* [TASK STATEMENT] Once the line with "Q: Point out each instance of the blue sky through" is found, repeat exactly that line and every one after it until the data below ends, including the last line.

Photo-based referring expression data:
━━━━━━━━━━

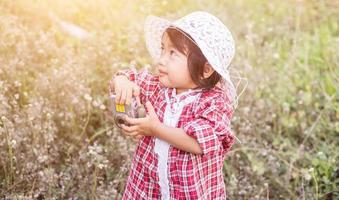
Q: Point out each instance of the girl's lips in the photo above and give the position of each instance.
(162, 73)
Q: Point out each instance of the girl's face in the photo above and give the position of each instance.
(172, 67)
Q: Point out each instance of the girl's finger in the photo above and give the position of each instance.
(117, 95)
(136, 94)
(129, 96)
(129, 129)
(123, 97)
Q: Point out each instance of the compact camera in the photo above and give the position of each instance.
(120, 111)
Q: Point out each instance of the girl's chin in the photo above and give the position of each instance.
(164, 82)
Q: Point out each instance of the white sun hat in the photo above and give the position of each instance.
(208, 33)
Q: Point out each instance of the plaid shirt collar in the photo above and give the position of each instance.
(173, 96)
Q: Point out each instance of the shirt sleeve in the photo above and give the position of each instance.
(211, 127)
(148, 83)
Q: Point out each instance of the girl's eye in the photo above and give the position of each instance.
(172, 53)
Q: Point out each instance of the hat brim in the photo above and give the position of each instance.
(154, 28)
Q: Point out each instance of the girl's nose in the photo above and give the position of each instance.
(162, 60)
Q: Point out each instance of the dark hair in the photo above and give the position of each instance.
(195, 58)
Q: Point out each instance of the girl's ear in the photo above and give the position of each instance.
(208, 70)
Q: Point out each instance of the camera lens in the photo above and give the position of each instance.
(119, 120)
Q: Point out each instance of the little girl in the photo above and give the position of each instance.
(186, 133)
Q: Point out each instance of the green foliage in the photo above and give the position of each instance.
(56, 140)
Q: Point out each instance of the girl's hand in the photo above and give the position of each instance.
(124, 90)
(142, 126)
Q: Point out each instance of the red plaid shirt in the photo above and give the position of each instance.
(190, 176)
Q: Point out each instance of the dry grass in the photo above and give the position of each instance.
(56, 141)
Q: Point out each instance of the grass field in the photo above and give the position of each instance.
(56, 141)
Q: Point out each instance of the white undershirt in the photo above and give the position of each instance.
(171, 118)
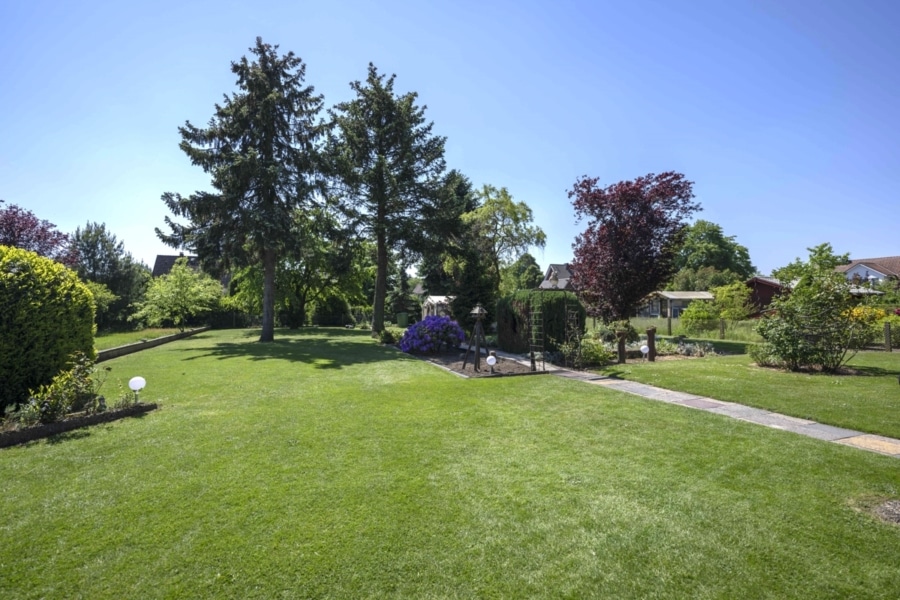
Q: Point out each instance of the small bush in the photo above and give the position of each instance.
(701, 316)
(594, 352)
(666, 347)
(72, 390)
(431, 335)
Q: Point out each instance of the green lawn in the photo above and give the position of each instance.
(868, 401)
(325, 466)
(105, 341)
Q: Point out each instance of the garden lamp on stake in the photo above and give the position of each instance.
(137, 384)
(477, 336)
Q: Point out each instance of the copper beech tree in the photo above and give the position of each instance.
(634, 231)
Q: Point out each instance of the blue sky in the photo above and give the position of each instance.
(785, 114)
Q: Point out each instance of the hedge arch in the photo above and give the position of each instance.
(46, 314)
(514, 315)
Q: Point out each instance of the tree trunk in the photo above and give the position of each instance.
(380, 285)
(268, 332)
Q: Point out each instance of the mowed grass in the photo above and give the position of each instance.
(325, 466)
(105, 341)
(867, 401)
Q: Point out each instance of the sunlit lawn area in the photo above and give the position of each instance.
(325, 466)
(104, 341)
(868, 401)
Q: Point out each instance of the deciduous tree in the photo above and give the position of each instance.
(524, 274)
(180, 294)
(502, 229)
(261, 151)
(20, 228)
(102, 260)
(633, 234)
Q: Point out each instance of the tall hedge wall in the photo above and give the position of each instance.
(46, 314)
(514, 317)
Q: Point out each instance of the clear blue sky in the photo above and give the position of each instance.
(785, 113)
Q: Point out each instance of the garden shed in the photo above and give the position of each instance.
(436, 306)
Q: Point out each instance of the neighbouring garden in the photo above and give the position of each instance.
(325, 465)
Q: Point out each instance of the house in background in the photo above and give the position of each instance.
(762, 291)
(164, 263)
(557, 278)
(669, 304)
(437, 306)
(871, 271)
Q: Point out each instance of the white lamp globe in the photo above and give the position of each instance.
(137, 383)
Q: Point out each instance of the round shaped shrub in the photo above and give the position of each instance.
(431, 334)
(46, 315)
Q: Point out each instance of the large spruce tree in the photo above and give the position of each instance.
(389, 168)
(261, 150)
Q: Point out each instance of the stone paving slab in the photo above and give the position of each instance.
(828, 433)
(874, 442)
(702, 403)
(777, 421)
(739, 411)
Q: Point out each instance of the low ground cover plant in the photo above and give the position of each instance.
(431, 335)
(73, 390)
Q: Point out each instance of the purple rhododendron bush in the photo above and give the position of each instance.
(431, 335)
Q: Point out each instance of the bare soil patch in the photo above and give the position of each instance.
(453, 360)
(889, 511)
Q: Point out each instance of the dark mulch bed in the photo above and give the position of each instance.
(29, 434)
(453, 361)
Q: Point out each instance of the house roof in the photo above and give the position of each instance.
(165, 262)
(776, 283)
(556, 278)
(438, 300)
(889, 265)
(684, 295)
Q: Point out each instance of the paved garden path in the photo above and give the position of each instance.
(847, 437)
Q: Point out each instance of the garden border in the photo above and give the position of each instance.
(118, 351)
(30, 434)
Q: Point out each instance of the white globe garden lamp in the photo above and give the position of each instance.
(137, 384)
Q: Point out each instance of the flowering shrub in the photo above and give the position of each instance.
(430, 334)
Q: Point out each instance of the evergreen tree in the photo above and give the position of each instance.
(389, 167)
(260, 149)
(436, 258)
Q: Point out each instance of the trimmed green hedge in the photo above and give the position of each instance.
(46, 315)
(514, 316)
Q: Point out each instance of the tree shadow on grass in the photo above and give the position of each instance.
(321, 348)
(868, 371)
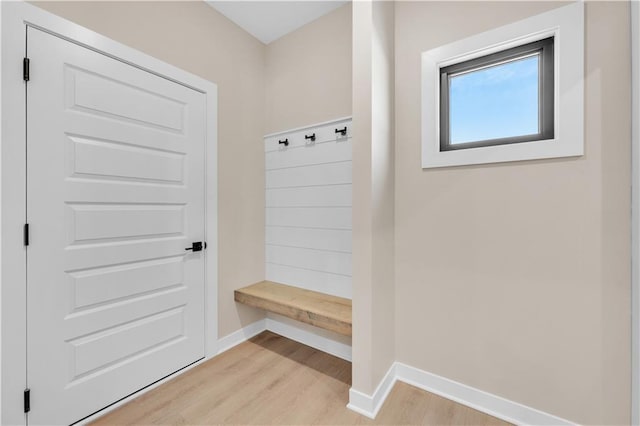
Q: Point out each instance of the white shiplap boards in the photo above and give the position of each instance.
(308, 208)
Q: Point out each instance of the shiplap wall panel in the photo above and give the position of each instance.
(316, 218)
(308, 209)
(337, 285)
(319, 239)
(320, 153)
(324, 133)
(316, 260)
(310, 196)
(319, 174)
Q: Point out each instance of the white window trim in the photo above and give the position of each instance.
(566, 24)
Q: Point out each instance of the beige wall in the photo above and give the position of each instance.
(308, 73)
(514, 278)
(198, 39)
(373, 193)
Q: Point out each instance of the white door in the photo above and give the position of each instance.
(115, 194)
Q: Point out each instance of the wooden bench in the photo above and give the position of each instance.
(319, 309)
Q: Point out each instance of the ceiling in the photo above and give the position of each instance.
(269, 20)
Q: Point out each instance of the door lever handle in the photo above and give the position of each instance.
(197, 246)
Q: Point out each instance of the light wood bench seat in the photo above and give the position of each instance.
(319, 309)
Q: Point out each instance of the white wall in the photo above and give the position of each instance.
(308, 73)
(373, 193)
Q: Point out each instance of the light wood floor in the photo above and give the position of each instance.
(274, 380)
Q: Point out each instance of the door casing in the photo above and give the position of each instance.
(14, 19)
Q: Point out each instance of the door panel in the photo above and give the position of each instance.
(115, 193)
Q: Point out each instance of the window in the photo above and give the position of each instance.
(512, 93)
(502, 98)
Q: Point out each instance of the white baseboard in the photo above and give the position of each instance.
(369, 405)
(239, 336)
(477, 399)
(322, 340)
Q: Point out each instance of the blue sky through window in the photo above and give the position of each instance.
(495, 102)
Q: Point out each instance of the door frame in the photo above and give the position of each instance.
(635, 213)
(14, 19)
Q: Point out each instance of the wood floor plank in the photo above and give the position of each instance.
(273, 380)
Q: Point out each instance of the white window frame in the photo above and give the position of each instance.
(566, 25)
(14, 18)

━━━━━━━━━━

* [RESPONSE]
Q: Point out each instance of the blue sky through window in the photo above and give the position of each instance.
(495, 102)
Q: Point out each instance of the door frame in the photo above and give the position of each instance.
(635, 213)
(14, 19)
Q: Point out each instance of the wood floor plank in the photo above and give the position of each instance.
(273, 380)
Q: Point out each instance of the white window frame in the photo above and give the position of each instance.
(566, 25)
(14, 18)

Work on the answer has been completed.